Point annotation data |
---------------
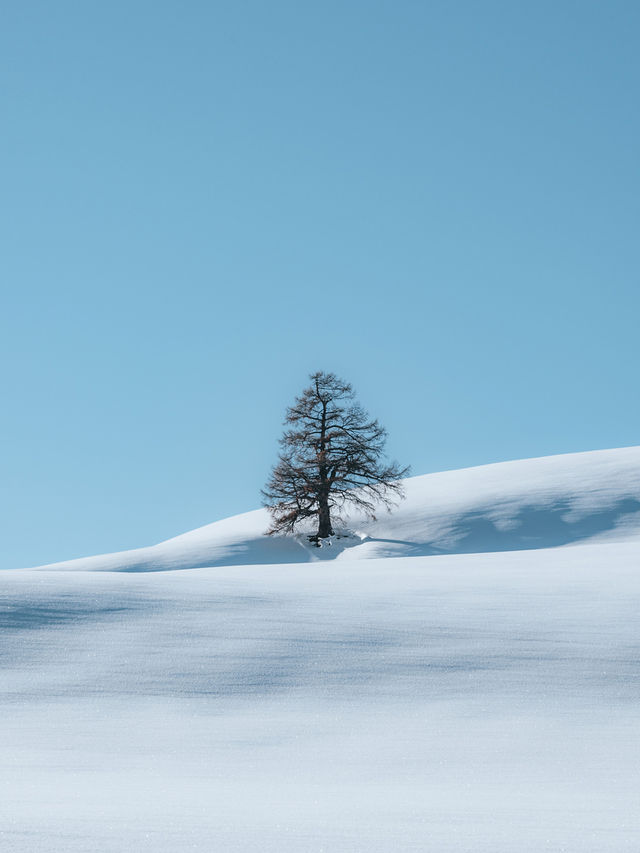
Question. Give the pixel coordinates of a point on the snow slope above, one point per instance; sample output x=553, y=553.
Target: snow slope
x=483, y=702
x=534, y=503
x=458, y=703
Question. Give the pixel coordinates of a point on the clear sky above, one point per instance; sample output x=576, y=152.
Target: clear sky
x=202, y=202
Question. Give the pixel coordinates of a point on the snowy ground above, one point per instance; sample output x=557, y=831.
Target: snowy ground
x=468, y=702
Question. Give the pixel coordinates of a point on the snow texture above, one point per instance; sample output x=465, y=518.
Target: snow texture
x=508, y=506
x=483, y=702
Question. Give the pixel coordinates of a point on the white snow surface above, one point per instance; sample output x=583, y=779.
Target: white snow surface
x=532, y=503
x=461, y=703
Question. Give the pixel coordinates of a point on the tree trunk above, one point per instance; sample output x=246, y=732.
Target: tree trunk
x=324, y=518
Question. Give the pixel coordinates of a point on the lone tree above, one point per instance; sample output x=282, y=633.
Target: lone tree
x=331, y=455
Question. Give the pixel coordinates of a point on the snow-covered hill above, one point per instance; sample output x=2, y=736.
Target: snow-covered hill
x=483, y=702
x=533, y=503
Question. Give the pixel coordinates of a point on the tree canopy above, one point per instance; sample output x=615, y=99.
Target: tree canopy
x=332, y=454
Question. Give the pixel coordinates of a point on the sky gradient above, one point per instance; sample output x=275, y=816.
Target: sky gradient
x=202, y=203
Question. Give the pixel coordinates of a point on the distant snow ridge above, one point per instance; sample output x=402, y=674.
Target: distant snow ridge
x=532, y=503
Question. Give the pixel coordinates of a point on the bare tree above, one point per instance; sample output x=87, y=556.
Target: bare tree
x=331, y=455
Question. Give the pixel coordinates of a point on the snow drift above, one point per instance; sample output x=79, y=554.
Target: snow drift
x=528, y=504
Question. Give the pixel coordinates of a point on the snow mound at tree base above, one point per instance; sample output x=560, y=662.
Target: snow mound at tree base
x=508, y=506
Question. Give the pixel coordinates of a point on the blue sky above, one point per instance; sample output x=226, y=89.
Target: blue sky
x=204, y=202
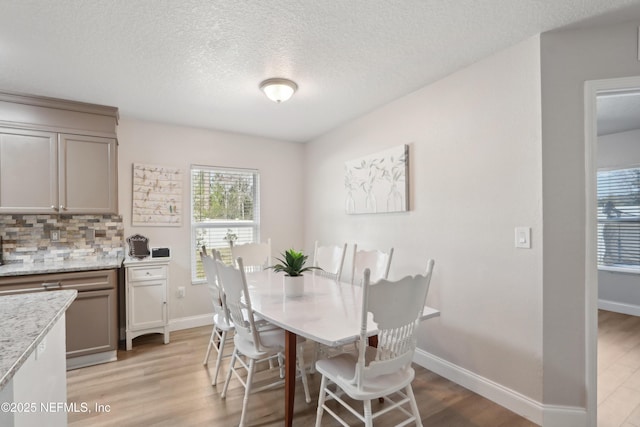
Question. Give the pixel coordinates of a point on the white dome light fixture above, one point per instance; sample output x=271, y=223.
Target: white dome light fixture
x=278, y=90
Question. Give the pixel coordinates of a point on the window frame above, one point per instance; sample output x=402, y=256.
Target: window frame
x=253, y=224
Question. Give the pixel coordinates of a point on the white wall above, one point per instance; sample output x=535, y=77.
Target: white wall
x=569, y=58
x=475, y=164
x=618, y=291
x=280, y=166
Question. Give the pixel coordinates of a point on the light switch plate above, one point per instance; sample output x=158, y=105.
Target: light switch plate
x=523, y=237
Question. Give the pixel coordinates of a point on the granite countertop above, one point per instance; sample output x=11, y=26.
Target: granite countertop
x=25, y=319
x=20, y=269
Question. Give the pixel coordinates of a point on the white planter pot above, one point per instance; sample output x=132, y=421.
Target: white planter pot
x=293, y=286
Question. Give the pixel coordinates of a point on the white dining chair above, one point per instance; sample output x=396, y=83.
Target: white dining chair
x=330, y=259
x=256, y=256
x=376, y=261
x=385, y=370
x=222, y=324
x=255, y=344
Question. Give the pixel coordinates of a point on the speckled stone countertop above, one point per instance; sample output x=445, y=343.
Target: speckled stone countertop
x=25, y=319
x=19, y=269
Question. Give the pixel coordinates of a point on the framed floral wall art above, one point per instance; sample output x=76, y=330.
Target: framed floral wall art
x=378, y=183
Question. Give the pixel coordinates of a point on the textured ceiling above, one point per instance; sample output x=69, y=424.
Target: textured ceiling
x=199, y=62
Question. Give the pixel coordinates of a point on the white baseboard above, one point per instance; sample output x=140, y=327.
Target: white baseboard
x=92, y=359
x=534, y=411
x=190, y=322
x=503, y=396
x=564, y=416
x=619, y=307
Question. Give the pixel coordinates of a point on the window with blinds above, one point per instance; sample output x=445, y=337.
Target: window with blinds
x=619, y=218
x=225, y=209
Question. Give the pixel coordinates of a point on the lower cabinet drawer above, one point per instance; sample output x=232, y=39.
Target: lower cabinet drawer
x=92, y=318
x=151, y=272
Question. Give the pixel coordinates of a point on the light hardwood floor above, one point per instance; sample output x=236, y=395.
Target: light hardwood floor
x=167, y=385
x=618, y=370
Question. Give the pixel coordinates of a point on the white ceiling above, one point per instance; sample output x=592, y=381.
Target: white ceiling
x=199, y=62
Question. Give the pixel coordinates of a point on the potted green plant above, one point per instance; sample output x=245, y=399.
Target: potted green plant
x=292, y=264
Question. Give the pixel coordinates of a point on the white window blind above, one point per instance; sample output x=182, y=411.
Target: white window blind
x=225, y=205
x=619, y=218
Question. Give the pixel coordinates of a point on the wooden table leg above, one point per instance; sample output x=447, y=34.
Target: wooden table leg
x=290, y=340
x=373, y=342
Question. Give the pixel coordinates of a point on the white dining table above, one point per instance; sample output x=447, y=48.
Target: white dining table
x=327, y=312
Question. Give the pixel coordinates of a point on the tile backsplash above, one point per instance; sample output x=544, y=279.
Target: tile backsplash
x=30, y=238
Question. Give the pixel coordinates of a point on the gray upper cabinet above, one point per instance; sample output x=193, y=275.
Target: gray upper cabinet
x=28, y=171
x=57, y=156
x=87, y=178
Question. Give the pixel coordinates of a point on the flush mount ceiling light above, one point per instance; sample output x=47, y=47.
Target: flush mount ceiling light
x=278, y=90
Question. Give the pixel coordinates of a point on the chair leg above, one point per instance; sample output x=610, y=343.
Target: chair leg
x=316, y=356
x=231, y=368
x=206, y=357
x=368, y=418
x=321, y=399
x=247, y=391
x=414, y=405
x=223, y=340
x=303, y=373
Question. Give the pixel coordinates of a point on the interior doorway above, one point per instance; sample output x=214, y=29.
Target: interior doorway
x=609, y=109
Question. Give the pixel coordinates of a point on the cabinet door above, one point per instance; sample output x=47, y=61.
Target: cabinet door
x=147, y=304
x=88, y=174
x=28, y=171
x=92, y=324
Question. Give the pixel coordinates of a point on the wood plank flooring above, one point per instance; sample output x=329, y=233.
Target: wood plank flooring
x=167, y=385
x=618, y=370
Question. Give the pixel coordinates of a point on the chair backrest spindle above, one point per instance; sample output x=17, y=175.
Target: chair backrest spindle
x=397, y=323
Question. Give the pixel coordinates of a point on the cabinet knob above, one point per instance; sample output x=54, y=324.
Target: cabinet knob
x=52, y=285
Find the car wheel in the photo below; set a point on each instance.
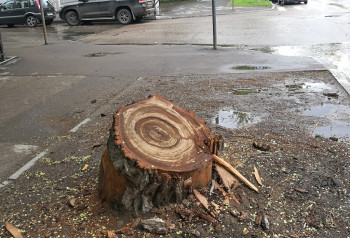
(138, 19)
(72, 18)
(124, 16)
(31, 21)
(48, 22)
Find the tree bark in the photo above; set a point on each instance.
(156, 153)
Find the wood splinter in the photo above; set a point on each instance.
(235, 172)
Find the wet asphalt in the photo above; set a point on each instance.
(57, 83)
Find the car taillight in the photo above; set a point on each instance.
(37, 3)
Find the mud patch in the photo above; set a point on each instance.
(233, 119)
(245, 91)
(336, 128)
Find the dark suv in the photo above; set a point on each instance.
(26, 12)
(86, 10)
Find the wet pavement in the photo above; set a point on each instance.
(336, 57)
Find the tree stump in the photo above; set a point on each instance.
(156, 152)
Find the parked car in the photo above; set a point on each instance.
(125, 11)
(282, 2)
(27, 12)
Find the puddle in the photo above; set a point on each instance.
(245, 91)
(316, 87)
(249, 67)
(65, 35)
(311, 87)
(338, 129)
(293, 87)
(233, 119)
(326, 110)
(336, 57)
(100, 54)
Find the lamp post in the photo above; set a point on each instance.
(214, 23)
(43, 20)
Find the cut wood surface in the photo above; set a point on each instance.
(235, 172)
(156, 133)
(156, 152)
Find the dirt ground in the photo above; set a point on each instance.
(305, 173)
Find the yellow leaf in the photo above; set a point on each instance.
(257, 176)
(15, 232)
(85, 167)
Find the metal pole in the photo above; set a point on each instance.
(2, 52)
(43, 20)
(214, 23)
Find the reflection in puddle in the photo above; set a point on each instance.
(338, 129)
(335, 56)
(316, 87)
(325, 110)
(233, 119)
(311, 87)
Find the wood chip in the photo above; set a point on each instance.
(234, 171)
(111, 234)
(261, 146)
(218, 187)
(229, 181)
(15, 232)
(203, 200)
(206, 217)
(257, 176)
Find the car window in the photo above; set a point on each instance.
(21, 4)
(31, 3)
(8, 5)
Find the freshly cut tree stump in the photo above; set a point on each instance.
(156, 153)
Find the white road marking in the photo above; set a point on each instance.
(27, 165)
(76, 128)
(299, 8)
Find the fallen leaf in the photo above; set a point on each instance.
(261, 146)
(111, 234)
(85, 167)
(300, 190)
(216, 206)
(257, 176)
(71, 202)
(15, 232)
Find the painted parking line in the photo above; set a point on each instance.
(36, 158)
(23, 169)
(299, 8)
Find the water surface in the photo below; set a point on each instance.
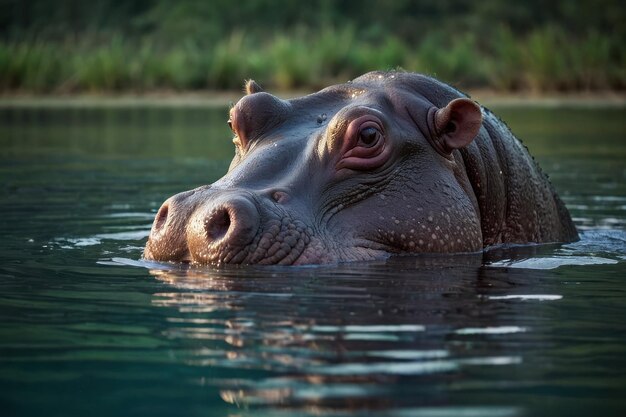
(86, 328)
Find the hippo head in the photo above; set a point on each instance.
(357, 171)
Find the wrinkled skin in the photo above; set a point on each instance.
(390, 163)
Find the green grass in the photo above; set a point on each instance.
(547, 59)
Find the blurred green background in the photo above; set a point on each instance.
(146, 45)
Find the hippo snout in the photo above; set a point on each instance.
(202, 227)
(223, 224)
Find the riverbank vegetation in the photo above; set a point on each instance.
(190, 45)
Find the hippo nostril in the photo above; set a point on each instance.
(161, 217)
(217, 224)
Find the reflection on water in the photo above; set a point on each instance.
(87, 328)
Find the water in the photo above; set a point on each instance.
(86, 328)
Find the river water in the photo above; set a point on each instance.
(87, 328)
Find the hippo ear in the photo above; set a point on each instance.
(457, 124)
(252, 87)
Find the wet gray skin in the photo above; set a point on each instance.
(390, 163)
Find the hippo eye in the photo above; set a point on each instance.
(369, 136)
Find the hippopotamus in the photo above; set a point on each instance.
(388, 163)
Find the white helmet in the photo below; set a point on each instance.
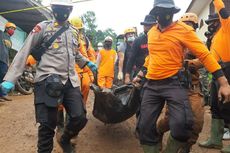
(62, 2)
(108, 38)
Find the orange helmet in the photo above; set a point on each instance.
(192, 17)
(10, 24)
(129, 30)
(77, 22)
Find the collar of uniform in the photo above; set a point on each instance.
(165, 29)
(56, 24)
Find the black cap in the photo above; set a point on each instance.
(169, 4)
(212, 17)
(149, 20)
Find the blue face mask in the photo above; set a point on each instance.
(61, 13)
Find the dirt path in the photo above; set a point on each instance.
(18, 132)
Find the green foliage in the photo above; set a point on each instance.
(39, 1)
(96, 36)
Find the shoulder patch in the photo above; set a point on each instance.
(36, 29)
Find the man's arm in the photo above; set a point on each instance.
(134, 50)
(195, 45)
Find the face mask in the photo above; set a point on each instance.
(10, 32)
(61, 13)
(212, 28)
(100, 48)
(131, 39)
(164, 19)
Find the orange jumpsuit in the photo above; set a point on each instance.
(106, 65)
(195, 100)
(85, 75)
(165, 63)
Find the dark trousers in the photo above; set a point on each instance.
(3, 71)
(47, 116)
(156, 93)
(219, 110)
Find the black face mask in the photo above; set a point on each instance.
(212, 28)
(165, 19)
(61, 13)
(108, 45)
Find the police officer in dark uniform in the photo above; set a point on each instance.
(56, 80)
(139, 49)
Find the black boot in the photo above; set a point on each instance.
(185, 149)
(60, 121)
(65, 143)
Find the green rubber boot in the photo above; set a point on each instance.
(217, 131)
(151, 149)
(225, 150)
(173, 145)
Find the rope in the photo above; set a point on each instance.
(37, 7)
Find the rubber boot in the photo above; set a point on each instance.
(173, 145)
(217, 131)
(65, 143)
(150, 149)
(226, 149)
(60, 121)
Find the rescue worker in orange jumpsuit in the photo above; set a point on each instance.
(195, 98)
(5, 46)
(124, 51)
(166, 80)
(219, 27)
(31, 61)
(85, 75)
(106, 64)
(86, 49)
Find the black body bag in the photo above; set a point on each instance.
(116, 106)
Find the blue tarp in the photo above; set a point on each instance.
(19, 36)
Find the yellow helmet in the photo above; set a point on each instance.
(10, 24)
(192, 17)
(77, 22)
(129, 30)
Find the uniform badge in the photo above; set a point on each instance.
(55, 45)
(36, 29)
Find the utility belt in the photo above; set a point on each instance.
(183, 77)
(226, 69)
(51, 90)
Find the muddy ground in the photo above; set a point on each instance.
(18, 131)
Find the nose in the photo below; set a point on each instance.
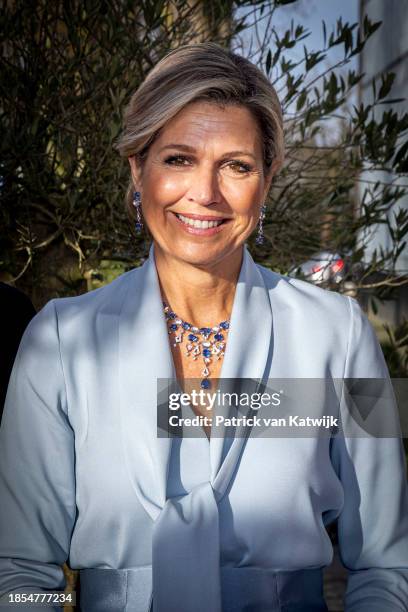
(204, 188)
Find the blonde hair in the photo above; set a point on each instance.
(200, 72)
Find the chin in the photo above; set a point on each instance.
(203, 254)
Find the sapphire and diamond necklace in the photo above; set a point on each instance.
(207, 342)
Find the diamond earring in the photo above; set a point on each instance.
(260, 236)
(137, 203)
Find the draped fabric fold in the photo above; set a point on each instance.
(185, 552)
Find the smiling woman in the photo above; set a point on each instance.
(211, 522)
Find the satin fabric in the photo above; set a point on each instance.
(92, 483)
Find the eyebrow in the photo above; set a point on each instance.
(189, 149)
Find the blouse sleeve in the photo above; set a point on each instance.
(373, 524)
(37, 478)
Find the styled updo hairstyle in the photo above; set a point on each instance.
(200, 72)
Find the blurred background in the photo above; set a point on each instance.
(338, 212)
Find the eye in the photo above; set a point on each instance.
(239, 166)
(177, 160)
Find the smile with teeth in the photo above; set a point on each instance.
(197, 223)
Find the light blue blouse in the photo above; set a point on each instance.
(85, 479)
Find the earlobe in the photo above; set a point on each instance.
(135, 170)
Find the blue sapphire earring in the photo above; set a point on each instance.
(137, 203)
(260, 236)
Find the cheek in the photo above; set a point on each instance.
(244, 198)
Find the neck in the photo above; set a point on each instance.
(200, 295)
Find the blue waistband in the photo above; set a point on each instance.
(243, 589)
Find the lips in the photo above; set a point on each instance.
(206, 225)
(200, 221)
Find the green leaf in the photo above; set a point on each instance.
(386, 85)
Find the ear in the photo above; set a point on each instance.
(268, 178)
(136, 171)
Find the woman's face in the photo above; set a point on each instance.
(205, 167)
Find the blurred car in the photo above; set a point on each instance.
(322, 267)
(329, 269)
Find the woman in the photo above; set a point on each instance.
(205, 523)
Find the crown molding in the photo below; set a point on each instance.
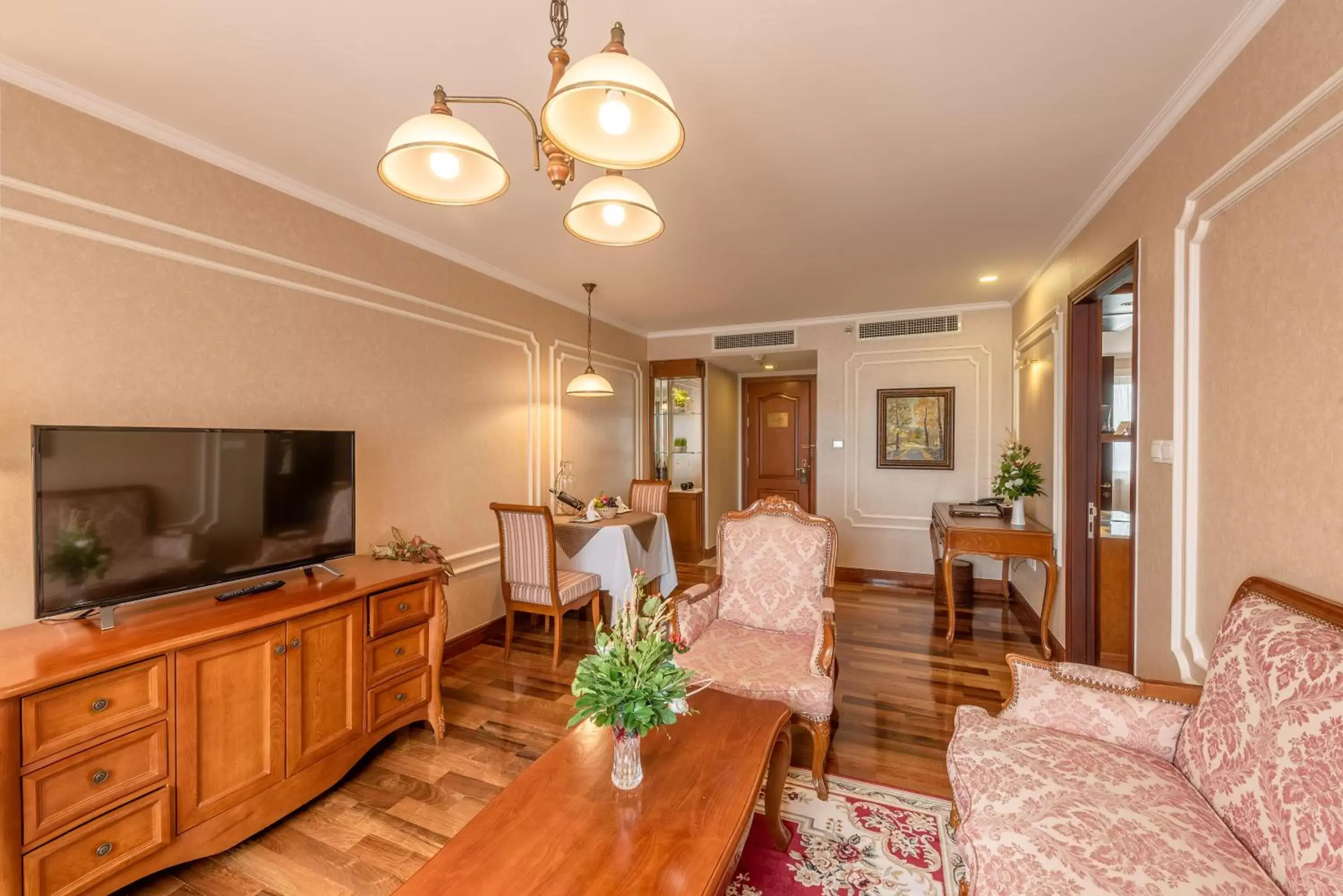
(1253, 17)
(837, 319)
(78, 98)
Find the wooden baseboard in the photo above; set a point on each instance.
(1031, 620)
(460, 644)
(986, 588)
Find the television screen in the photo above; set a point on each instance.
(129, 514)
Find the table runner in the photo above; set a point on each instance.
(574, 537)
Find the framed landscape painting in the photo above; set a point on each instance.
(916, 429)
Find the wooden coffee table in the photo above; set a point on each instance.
---------------
Given exercise | Starting at the beginning of the listing and ending with the line that contains "x=324, y=518", rewrite those lines with every "Target" changed to "Label" and nothing else altered. Leave the pictures out of your answer.

Worked answer |
Question. Give the pixel coordinates of a point on the snow slope above, one point per instance; sample output x=553, y=553.
Label: snow slope
x=483, y=702
x=534, y=503
x=458, y=703
Question. Give the pixel coordinates of a point on the clear sky above, one point per instance; sample output x=576, y=152.
Label: clear sky
x=202, y=202
Question. Give the pixel coordinates of a point on the snowy ground above, one point per instance; sample output x=557, y=831.
Label: snowy ground
x=468, y=702
Question. Give the pixel coordinates of a point on the snow texture above, one point per instance; sample output x=465, y=518.
Label: snow texture
x=508, y=506
x=483, y=702
Question. Give the pixel coordinates of a point on the white snow surface above, one point per instance; sample output x=583, y=779.
Label: white snow surface
x=532, y=503
x=461, y=703
Question. Give the pixel coordinates of a point on the tree trunk above, one point per instance; sample output x=246, y=732.
Label: tree trunk
x=324, y=518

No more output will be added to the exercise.